[Collected data]
"""

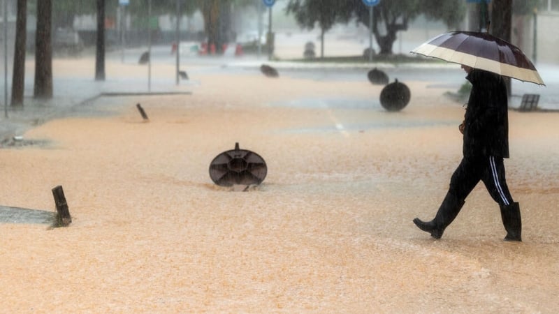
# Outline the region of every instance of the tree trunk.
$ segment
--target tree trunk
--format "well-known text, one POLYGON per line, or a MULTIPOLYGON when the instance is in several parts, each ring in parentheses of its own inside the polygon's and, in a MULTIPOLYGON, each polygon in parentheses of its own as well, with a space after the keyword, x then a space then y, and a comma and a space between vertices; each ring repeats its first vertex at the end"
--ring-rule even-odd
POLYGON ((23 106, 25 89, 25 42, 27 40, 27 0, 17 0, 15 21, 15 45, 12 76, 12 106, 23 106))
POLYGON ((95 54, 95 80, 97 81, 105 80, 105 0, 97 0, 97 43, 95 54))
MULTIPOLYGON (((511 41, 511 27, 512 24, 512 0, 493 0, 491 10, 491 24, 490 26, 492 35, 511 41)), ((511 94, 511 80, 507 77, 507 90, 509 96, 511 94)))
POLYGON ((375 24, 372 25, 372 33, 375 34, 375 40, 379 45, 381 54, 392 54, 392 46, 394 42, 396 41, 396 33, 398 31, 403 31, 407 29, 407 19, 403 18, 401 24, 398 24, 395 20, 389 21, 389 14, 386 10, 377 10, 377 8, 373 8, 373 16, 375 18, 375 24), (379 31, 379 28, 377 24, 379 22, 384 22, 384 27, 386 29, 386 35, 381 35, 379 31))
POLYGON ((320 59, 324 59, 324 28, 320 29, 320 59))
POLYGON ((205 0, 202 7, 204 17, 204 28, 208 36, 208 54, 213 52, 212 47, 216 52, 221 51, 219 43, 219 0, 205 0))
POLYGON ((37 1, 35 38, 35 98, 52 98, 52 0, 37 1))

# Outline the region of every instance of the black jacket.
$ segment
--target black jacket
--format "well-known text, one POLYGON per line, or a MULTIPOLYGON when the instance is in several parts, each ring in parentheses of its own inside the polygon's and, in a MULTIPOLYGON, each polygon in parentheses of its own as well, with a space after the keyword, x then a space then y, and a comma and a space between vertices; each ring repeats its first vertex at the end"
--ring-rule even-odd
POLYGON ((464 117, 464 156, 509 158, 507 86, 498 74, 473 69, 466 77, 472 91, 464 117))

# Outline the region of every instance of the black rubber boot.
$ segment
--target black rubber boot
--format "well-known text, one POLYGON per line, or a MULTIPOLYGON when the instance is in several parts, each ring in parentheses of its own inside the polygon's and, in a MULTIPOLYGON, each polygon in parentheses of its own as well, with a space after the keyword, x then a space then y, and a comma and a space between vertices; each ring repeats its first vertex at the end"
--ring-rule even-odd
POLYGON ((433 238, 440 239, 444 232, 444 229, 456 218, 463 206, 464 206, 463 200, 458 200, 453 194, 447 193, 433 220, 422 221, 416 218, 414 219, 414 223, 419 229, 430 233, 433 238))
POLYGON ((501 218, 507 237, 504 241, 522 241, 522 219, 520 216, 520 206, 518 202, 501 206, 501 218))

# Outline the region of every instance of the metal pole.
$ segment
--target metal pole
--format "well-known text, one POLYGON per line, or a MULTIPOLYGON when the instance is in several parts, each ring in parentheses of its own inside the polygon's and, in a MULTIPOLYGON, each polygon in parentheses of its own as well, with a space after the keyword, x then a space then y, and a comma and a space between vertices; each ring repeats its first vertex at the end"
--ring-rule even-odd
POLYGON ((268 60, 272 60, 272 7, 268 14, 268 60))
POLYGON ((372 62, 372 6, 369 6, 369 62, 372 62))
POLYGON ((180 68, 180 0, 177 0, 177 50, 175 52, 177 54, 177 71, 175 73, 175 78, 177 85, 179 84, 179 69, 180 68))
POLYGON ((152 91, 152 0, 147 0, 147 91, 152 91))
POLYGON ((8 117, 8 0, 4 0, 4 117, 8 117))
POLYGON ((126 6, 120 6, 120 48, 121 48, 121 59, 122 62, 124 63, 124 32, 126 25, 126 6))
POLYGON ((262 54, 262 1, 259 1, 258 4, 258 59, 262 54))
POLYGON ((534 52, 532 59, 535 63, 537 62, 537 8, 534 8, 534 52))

"""
"""

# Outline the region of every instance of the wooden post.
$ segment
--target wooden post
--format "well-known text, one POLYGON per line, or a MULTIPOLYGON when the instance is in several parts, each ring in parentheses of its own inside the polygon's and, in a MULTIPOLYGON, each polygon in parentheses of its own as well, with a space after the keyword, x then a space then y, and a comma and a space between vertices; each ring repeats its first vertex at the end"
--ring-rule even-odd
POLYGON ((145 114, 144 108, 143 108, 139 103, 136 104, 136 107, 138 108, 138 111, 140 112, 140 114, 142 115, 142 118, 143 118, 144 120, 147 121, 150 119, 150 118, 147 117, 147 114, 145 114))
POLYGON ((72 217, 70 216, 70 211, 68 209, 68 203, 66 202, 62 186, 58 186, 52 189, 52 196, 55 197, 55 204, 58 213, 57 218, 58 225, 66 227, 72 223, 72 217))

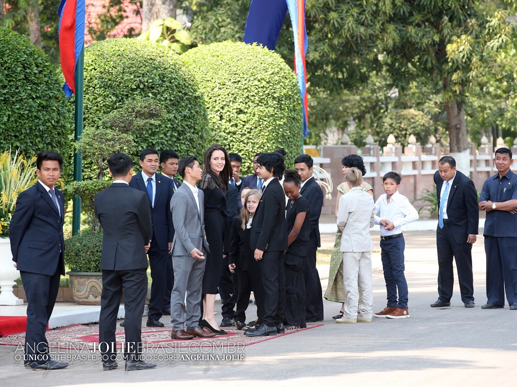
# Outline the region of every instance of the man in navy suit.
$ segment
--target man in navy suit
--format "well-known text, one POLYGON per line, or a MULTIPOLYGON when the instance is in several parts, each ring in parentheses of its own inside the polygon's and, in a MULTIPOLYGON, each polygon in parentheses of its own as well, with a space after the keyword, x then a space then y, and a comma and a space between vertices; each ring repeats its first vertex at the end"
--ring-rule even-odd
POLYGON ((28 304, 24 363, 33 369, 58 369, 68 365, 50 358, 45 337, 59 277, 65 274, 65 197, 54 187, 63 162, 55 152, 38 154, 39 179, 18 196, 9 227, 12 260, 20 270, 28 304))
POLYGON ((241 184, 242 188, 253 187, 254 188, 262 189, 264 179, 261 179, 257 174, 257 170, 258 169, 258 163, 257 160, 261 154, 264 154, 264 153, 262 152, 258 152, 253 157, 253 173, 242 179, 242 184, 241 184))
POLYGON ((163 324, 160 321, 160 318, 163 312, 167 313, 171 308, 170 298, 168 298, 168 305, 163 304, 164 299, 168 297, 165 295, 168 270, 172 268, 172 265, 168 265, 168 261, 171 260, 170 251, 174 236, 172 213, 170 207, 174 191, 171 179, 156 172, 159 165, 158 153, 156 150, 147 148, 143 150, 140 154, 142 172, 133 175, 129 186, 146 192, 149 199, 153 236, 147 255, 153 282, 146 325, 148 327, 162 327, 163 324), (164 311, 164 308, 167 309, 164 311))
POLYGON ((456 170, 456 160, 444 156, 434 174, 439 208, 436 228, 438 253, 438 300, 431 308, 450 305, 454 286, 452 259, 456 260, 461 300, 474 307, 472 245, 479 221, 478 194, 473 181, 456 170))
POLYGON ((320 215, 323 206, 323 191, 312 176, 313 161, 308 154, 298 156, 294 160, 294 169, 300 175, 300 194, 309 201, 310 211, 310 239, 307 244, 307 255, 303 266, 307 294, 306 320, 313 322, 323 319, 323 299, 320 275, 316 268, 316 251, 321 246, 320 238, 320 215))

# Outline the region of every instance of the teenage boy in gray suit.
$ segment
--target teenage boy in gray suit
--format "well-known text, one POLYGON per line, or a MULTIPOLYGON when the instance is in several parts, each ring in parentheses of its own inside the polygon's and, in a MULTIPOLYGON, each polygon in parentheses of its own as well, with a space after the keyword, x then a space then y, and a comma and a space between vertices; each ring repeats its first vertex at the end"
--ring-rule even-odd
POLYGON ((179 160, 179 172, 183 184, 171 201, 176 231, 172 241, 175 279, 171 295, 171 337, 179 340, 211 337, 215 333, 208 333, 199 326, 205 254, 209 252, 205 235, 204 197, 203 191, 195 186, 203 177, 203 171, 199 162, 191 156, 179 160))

"""
"""

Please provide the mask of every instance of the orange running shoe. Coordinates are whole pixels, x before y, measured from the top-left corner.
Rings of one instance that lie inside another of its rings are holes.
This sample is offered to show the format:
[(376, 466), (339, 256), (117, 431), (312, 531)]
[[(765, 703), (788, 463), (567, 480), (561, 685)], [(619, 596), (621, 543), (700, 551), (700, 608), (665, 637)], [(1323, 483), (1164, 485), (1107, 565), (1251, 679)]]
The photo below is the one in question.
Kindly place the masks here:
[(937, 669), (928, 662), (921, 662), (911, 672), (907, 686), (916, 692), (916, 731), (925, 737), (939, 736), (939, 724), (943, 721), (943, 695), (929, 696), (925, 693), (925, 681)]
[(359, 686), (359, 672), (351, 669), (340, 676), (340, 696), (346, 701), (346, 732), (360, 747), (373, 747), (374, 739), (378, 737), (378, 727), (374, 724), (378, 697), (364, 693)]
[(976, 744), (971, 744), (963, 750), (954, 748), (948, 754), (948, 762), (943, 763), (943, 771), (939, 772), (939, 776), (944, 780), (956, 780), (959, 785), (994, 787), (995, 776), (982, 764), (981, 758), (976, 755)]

"""

**WORK TO COMPLETE**. Give back each line of the listing above that contains the word "gray". Treat uppercase and lowercase as different.

**EXERCISE SOLUTION**.
# Outline the region of every instance of the teenage boy in gray suit.
--target teenage boy in gray suit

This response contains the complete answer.